::: Supplied material

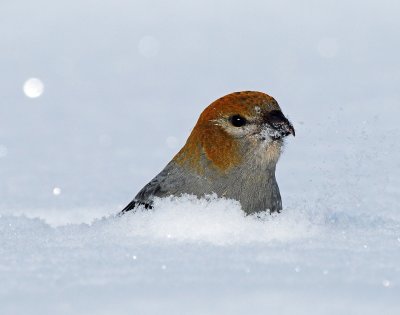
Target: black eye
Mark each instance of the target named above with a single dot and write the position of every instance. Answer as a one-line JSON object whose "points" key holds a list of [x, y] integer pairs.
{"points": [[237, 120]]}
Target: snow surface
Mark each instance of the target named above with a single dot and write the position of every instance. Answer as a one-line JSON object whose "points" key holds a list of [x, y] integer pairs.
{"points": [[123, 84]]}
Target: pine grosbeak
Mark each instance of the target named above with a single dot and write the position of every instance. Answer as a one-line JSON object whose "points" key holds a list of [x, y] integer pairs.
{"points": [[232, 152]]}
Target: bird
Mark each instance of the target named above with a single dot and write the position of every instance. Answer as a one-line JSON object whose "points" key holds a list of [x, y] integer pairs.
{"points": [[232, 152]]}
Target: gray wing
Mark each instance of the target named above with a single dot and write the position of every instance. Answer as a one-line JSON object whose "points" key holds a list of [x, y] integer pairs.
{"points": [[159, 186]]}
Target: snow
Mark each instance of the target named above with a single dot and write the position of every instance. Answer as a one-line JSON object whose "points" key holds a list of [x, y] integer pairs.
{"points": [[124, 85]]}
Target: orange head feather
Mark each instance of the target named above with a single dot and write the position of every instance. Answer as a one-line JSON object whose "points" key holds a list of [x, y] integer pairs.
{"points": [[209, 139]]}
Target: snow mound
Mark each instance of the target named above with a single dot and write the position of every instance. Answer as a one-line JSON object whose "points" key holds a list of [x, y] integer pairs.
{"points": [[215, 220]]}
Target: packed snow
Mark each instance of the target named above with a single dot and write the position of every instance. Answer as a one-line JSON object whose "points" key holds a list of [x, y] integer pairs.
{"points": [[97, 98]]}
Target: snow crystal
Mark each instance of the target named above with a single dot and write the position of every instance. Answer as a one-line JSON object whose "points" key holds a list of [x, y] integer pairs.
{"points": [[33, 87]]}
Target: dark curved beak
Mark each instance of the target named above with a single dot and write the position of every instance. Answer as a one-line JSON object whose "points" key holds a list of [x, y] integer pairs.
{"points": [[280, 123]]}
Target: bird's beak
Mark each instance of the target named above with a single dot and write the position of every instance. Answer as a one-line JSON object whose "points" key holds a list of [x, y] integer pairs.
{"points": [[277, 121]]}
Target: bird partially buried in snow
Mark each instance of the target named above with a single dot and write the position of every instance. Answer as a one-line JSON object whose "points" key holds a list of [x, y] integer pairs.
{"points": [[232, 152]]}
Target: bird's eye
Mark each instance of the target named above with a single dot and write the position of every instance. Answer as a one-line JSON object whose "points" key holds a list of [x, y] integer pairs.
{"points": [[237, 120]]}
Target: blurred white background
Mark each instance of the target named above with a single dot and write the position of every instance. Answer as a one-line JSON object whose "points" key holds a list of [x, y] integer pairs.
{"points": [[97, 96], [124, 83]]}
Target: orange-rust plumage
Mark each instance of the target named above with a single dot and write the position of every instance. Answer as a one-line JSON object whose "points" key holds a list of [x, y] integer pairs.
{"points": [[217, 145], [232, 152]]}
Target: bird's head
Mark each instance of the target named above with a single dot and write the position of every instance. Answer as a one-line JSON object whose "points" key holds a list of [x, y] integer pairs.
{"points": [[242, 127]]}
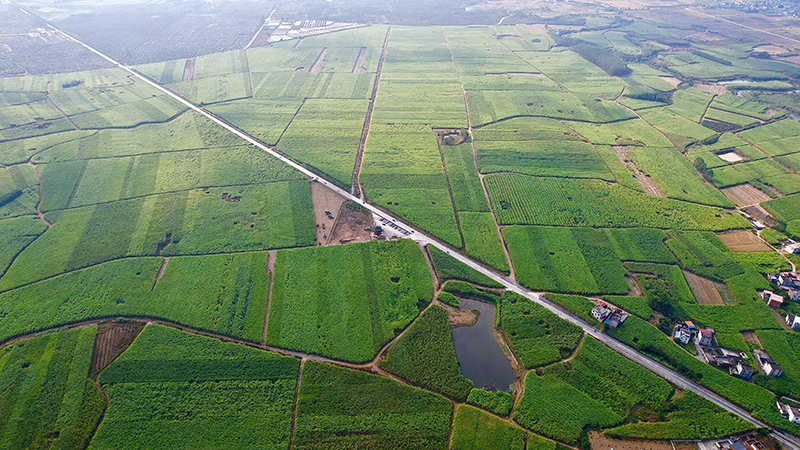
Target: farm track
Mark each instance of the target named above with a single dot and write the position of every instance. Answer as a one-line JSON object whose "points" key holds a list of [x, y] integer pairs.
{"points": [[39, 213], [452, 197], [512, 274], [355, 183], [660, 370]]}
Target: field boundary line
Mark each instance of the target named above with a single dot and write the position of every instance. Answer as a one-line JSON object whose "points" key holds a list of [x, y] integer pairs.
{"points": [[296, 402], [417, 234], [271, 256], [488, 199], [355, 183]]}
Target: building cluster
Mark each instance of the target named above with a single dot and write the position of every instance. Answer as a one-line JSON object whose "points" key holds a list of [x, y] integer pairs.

::::::

● Problem description: Reproduce the records from the line containing "Target: building cluster" through the end of the records, substituting "small marker" for "single dot" and keeping all other text unchanged.

● Exercise output:
Target: building cluster
Mark each instance of the target named above with a small marker and write the position of every instance. Answer as a one-line JSON object whose "points" key holds a list of [x, y] integer pairs.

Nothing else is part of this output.